Task instructions ▸
Give every line below as a JSON list of strings, one string per line, with blank lines and the pictures left out.

Coordinate annotation entries ▸
►
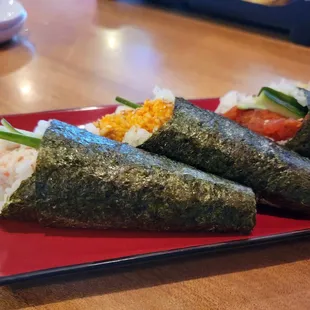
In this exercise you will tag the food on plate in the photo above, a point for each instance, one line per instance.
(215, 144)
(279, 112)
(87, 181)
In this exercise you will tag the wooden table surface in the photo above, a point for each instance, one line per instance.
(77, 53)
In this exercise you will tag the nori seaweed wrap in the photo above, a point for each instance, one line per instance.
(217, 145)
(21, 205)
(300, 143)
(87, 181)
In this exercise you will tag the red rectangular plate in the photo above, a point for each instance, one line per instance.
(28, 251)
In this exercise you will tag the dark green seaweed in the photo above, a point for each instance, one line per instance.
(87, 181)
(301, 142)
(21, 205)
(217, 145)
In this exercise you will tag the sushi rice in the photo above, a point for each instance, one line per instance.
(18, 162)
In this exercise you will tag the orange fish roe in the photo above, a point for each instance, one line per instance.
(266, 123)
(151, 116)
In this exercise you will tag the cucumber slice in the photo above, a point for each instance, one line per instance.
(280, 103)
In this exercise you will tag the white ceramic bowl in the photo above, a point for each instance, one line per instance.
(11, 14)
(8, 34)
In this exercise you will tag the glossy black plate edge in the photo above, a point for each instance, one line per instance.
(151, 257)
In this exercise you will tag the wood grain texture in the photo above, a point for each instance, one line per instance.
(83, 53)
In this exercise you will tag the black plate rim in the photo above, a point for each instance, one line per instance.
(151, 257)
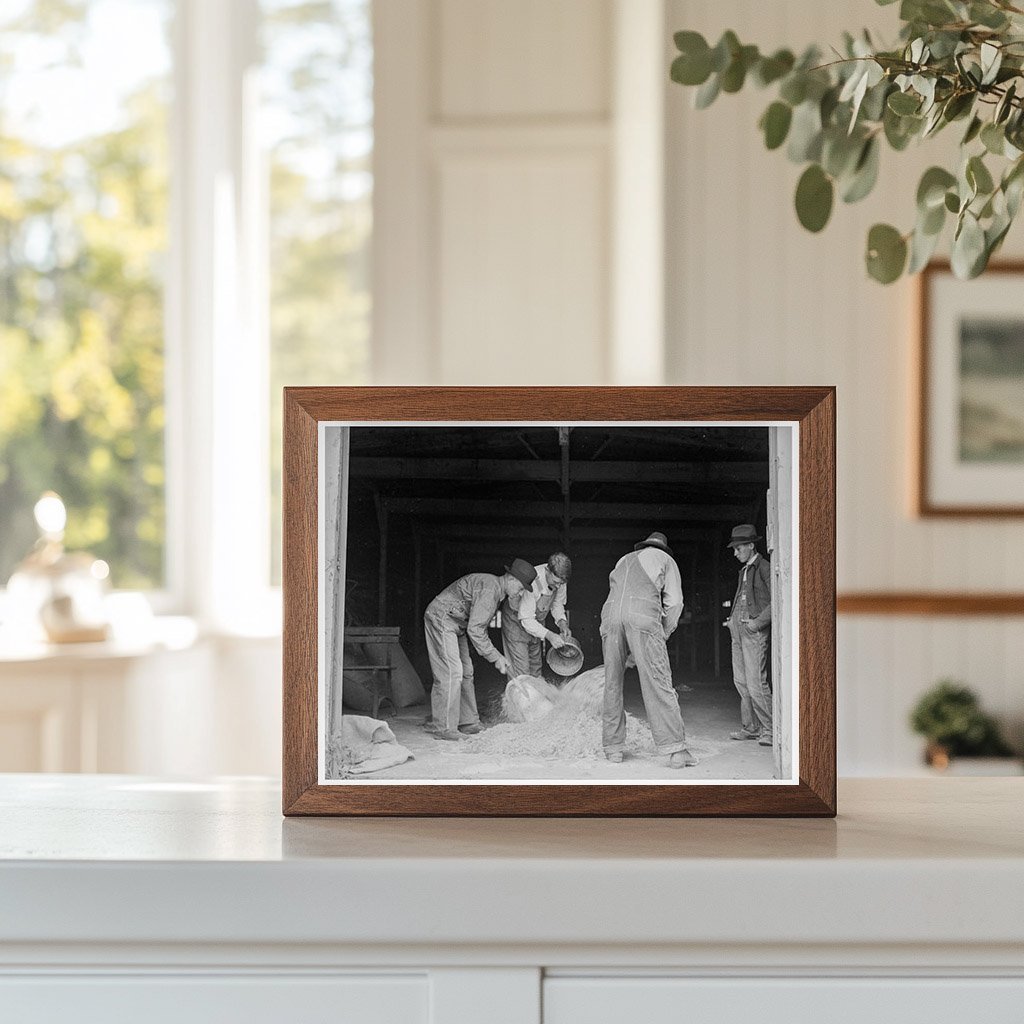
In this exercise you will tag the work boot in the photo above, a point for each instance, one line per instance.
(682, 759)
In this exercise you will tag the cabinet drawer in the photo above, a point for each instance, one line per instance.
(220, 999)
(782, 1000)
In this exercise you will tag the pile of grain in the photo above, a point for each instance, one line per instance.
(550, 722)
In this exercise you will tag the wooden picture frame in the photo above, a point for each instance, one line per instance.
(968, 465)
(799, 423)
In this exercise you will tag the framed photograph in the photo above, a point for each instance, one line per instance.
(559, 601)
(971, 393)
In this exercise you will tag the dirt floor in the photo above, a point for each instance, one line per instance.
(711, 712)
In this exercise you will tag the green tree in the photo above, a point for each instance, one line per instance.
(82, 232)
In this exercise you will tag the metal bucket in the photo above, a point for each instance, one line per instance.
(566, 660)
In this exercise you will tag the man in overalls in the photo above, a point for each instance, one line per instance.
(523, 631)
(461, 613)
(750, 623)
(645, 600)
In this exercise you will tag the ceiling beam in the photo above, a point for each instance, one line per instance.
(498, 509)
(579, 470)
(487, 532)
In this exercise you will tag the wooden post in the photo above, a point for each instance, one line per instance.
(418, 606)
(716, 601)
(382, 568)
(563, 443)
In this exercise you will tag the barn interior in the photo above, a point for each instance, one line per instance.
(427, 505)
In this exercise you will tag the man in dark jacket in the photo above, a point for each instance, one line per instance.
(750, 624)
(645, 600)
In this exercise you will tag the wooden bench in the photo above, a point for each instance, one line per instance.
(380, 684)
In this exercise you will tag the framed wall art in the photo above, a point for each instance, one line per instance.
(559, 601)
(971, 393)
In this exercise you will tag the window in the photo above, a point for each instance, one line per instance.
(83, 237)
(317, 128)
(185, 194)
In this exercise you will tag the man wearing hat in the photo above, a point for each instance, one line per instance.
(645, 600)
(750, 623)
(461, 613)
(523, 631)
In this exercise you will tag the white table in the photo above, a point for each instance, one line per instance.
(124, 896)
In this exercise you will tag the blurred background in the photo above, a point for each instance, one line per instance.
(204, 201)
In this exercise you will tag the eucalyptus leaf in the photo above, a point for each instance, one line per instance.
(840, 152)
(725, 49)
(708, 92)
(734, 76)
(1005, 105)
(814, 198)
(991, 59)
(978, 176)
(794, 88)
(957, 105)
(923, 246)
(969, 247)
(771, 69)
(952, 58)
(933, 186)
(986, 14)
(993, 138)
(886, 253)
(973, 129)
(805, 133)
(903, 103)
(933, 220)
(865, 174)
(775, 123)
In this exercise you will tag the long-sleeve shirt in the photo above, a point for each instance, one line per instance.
◄
Answer to this problem ▸
[
  "In this exercise you will tag the food on plate in the photo above, a point for each instance, one line per instance.",
  "(215, 144)",
  "(279, 112)",
  "(87, 181)",
  "In this exercise you will tag the wooden table surface in the photo above, a point for each instance, one line per instance.",
  "(77, 53)",
  "In this exercise you will tag the nori seaweed wrap in the photo above, a point for each instance, one line per instance.",
  "(217, 145)",
  "(21, 205)",
  "(300, 143)",
  "(87, 181)",
  "In this exercise you will tag the red rectangular plate in the photo above, a point for each instance, one line per instance.",
  "(28, 251)",
  "In this exercise you will tag the dark green seaweed in the photo above, a point for each instance, one line per instance.",
  "(87, 181)",
  "(301, 142)",
  "(21, 205)",
  "(217, 145)",
  "In this exercise you will tag the sushi rice in the photo above, a point for each instance, one line per instance.",
  "(18, 162)",
  "In this exercise you will tag the orange fish roe in the photo above, a point for each instance, one line per instance.",
  "(266, 123)",
  "(151, 116)",
  "In this exercise you will tag the cucumber slice in the photo above, a point for each instance, one line per instance.",
  "(280, 103)",
  "In this exercise you will tag the white ceramic bowl in the photo above, a point for each instance, one line per instance.",
  "(11, 14)",
  "(8, 34)",
  "In this exercise you will tag the glossy black plate edge in the photo above, a point for each instance, one line per instance.",
  "(151, 257)",
  "In this exercise you will tag the wood grain texture in the photo above, a point for each instance, one line per instance.",
  "(83, 53)",
  "In this exercise you will tag the black plate rim in the photo above, a point for each instance, one line per instance.",
  "(151, 257)",
  "In this exercise you will tag the work boot in the photo above, a point for each instance, one line per instance.",
  "(682, 759)",
  "In this exercise you will tag the cabinet drawer in the photo above, a point for each instance, one line per instance.",
  "(220, 999)",
  "(782, 1000)",
  "In this exercise you will tag the pile of grain in the photo above, a point for each instance, one line per instance.",
  "(550, 722)",
  "In this exercise you will tag the wooden picture frame in the photo above, a point for each instance, one line per instance.",
  "(968, 465)",
  "(799, 423)",
  "In this exercise you will tag the framed photograph in the photo above, a point for each instance, one line per instance.",
  "(559, 601)",
  "(971, 393)",
  "In this exercise you will tag the dirt floor in the photo above, a point for each instance, one line per instance.",
  "(711, 712)",
  "In this exercise you will tag the green tree in the photo above, a point for each instance, one line per instance.",
  "(82, 232)",
  "In this exercise you will tag the metal bucket in the photo above, a point for each instance, one line per instance.",
  "(566, 660)",
  "In this exercise you will tag the man in overalls in the photo above, a point for each instance, one line per instance.",
  "(523, 631)",
  "(461, 613)",
  "(750, 623)",
  "(645, 600)",
  "In this exercise you will tag the ceiling beam in the photo above, a point for each instance, one line per instance.",
  "(498, 509)",
  "(579, 470)",
  "(487, 532)",
  "In this exercise you will tag the wooden post in the photo above, a point for each instance, one line per instance.",
  "(418, 606)",
  "(716, 601)",
  "(382, 568)",
  "(563, 443)",
  "In this exercise you will tag the barn interior in the photo above, a point for each instance, one line per instance.",
  "(427, 505)",
  "In this exercise you will tag the man in dark jacket in the photo above, a point for each instance, one line per instance.",
  "(750, 624)",
  "(645, 600)",
  "In this exercise you will tag the wooden bench in the photo above, a point for each instance, one line per instance.",
  "(380, 684)",
  "In this exercise you will tag the framed wall art in the photo above, a point for each instance, one line per instance.",
  "(559, 601)",
  "(971, 393)",
  "In this exercise you will tag the window in the photo above, a point for each instance, one line per instance.",
  "(83, 237)",
  "(317, 128)",
  "(185, 194)",
  "In this exercise you will tag the man wearing hat in the photo above, a point for each instance, one line per instance.",
  "(645, 600)",
  "(750, 623)",
  "(461, 613)",
  "(523, 631)",
  "In this exercise you will tag the white table in the photo above, a point for each instance, one line per instance.",
  "(124, 896)",
  "In this exercise you will tag the blurred background in the photo above, a point for each instance, one line per instance.",
  "(204, 201)",
  "In this exercise you will tag the eucalyptus leaf in the photo above, a point for each instance, one line per instance.",
  "(840, 152)",
  "(725, 49)",
  "(708, 92)",
  "(734, 76)",
  "(1005, 105)",
  "(814, 198)",
  "(991, 59)",
  "(978, 176)",
  "(794, 88)",
  "(957, 105)",
  "(923, 246)",
  "(969, 247)",
  "(771, 69)",
  "(952, 58)",
  "(933, 186)",
  "(986, 14)",
  "(993, 138)",
  "(886, 253)",
  "(973, 129)",
  "(805, 133)",
  "(903, 103)",
  "(933, 220)",
  "(865, 174)",
  "(775, 123)",
  "In this exercise you will tag the long-sleeve shirt in the photo above, a point for each instance, one line per instance."
]